_Passage shown_
---
While the June 25 deadline has passed, this isn't going away. It's happening, and it's already reshaping application processes as investors rush to secure citizenship before any potential restrictions take effect.
Bear in mind that the US threat is just the opening salvo. The European Parliament's March vote to enable visa suspension for CBI countries passed 41-10, with implementation likely by the first quarter of 2026. The loss of Schengen access would be a hammer blow to these programs' value proposition.
The backdrop of the sameness of Caribbean programs, all being priced at a minimum of $200,000, masks dramatic differences that could cost migration investors time, money, and opportunity.

Speed or Predictability. Which is the New Value Measure
In an unpredictable world where visa policies can change overnight, processing time has become a valid differentiator, and the variance is quite staggering:
PROCESSING TIMES COMPARED:
- St. Lucia: 60-80 days (when not backlogged)
- Dominica: 90 days average (60-180 range)
- St. Kitts: 90-120 days (most consistent)
- Antigua: 120-150 days
- Grenada: 150-180 days
St. Kitts has strategised on winning the overall efficiency battle. By maintaining reliable 90-120 day processing, whereas the competitors can often swing wildly between extremes, they've created a level of certainty in an uncertain market.
St Kitts' efficiency strategy is simple. While Dominica may quote 90 days but deliver in 165, St. Kitts will quote 120 days and deliver in 118. That predictability of processing time is worth far more than the “possible” promise of speed.
The efficiency gap stems from infrastructure, not policy. St. Kitts has invested heavily in a digitalised application system with dedicated processing teams that reflect a decade of operational refinement.
Competitors trying to match these timelines through policy changes alone are discovering an uncomfortable truth: efficiency often requires significant investment.

The Family Cost That Can Make A Big Difference
Here's where standardised pricing potentially becomes a misleading trap for the less observant investor.
The real cost of Caribbean citizenship isn't just in the headline number; it's in the comprehensive cost for the entire family.
---
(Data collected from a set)
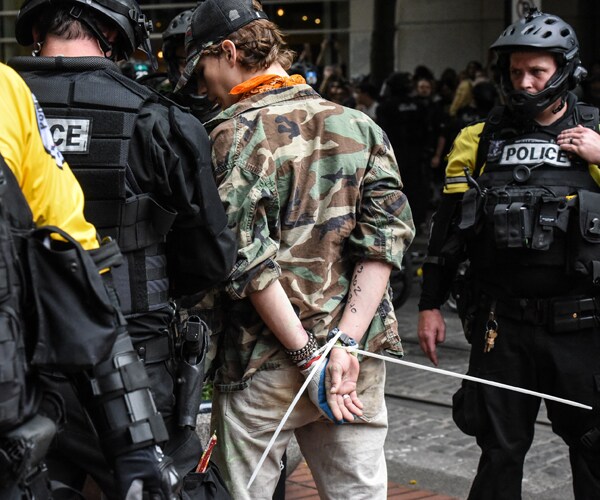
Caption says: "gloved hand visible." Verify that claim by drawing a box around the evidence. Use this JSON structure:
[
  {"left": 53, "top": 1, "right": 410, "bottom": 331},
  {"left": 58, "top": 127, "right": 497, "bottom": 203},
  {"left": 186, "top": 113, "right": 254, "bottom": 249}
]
---
_What you need to do_
a) Answer each question from the passage on Caribbean citizenship programs, one answer per line, marked (i), (ii), (iii):
(i) By what count did the European Parliament's March vote on visa suspension for CBI countries pass?
(ii) What processing time does the passage give for Grenada?
(iii) According to the passage, what does the efficiency gap stem from?
b) Carry on the passage about Caribbean citizenship programs, starting right after its final sentence.
The lines play no part in what comes next.

_Responses by task_
a)
(i) 41-10
(ii) 150-180 days
(iii) Infrastructure, not policy

b)
And we’re not talking about a few thousand dollars either way:
FAMILY OF SIX COST BREAKDOWN:
Antigua & Barbuda: $230,000 (flat rate for four, minimal additions)
St. Kitts & Nevis: $270,000 (graduated scale)
Grenada: $300,000 (includes unique sibling provisions)
Dominica: $360,000 (adds $40,000 per adult dependent)
St. Lucia: $340,000 (complex dependent calculations)
Maximum savings: $130,000
Add to that the fact that the cost is only a part of the equation. The real differentiation lies in who actually qualifies as family:
- Grenada stands alone in allowing siblings, a $50,000+ value for families with multiple adult children
- St. Kitts accepts dependent parents of any age, while Dominica caps at 65
- Antigua extends dependent children’s eligibility to age 30, while most stop at 26
- St. Lucia uniquely includes unmarried siblings under 18
An astute multi-generational family could save $130,000 by choosing Antigua over Dominica. That's enough to fund a child's entire university education. Luckily, the top advisors fully understand that family provisions are where significant sums can be saved or squandered.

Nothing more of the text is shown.